**Dataset entries:**
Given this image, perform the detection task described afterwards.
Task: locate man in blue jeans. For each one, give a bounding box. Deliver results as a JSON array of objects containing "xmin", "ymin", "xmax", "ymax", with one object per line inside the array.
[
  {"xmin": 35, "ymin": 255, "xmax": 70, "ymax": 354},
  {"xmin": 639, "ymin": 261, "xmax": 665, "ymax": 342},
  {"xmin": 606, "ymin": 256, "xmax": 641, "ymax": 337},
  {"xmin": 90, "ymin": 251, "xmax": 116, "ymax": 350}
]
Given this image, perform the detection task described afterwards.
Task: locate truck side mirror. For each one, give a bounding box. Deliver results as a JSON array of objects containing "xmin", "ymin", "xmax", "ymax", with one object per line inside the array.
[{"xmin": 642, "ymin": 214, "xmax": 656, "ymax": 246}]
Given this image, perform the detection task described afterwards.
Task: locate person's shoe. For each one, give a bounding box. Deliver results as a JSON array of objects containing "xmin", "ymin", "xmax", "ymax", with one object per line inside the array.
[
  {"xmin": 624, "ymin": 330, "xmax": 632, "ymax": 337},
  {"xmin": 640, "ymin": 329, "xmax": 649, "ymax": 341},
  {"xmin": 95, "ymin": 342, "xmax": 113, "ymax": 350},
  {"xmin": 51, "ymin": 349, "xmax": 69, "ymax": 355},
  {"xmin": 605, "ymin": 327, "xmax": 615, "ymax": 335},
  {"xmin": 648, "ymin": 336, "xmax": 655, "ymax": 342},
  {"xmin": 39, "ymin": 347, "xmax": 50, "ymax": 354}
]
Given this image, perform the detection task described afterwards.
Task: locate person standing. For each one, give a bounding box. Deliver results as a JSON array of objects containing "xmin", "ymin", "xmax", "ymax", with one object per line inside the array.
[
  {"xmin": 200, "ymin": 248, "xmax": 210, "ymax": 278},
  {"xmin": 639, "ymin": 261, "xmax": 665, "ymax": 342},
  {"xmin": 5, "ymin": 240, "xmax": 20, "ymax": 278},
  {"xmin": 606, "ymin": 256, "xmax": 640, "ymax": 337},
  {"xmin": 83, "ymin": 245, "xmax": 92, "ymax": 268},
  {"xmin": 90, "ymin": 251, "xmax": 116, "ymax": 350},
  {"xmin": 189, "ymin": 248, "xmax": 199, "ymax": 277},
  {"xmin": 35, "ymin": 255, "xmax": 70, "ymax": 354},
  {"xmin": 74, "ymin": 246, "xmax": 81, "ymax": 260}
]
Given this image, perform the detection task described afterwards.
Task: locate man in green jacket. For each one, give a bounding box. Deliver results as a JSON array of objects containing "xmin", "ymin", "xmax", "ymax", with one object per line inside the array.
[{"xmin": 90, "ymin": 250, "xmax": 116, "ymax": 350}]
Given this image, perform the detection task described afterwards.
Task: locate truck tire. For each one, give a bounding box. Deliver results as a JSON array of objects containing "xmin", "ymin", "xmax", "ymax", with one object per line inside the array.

**Problem details:**
Set down all of the data above again, exactly.

**Expected answer:**
Given this image, perform the detection task described afterwards.
Task: locate man in blue jeans. For each one, give a bounding box. Deliver results as a JSON array of objects containing "xmin", "ymin", "xmax", "ymax", with one object per line inside the array.
[
  {"xmin": 35, "ymin": 255, "xmax": 70, "ymax": 354},
  {"xmin": 639, "ymin": 261, "xmax": 665, "ymax": 342},
  {"xmin": 606, "ymin": 256, "xmax": 641, "ymax": 337},
  {"xmin": 90, "ymin": 251, "xmax": 116, "ymax": 350}
]
Given this image, perform the detection task described afterwards.
Task: locate truck side mirror. For each one, give a bounding box. Deliver results as a JSON array of objects containing "xmin", "ymin", "xmax", "ymax", with one object per line inside the array.
[{"xmin": 642, "ymin": 214, "xmax": 656, "ymax": 246}]
Given this image, perform the detection task described afterwards.
Task: locate person's shoe. For each one, give a bounding box. Deliver results as a JSON array of objects containing "xmin", "ymin", "xmax", "ymax", with one object per line inside the array.
[
  {"xmin": 624, "ymin": 330, "xmax": 632, "ymax": 337},
  {"xmin": 640, "ymin": 329, "xmax": 649, "ymax": 341},
  {"xmin": 95, "ymin": 342, "xmax": 113, "ymax": 350},
  {"xmin": 51, "ymin": 349, "xmax": 69, "ymax": 355},
  {"xmin": 605, "ymin": 327, "xmax": 615, "ymax": 335},
  {"xmin": 648, "ymin": 336, "xmax": 655, "ymax": 342},
  {"xmin": 39, "ymin": 347, "xmax": 50, "ymax": 354}
]
Given this image, perform the detection task described afterwards.
Task: locate person standing. For each one, give a bounding box. Deliver results as a JSON array of objects containing "xmin", "ymin", "xmax", "ymax", with one object per line inside the array.
[
  {"xmin": 200, "ymin": 248, "xmax": 210, "ymax": 278},
  {"xmin": 639, "ymin": 261, "xmax": 665, "ymax": 342},
  {"xmin": 5, "ymin": 240, "xmax": 20, "ymax": 278},
  {"xmin": 606, "ymin": 256, "xmax": 640, "ymax": 337},
  {"xmin": 83, "ymin": 245, "xmax": 92, "ymax": 268},
  {"xmin": 90, "ymin": 251, "xmax": 116, "ymax": 350},
  {"xmin": 189, "ymin": 248, "xmax": 199, "ymax": 277},
  {"xmin": 35, "ymin": 255, "xmax": 70, "ymax": 354},
  {"xmin": 74, "ymin": 246, "xmax": 81, "ymax": 260}
]
Given this image, perform the detection task described afterwards.
Task: locate man in green jacket. For each one, give a bounding box. Deliver results as a JSON array of objects containing "xmin", "ymin", "xmax", "ymax", with one object per line inside the array.
[{"xmin": 90, "ymin": 250, "xmax": 116, "ymax": 350}]
Given this image, perform the detection task described afterwards.
Task: locate truck tire. For each one, give a bounding box. Deliver results as a JSON array of objects containing "xmin", "ymin", "xmax", "ymax", with one object per line inside the array.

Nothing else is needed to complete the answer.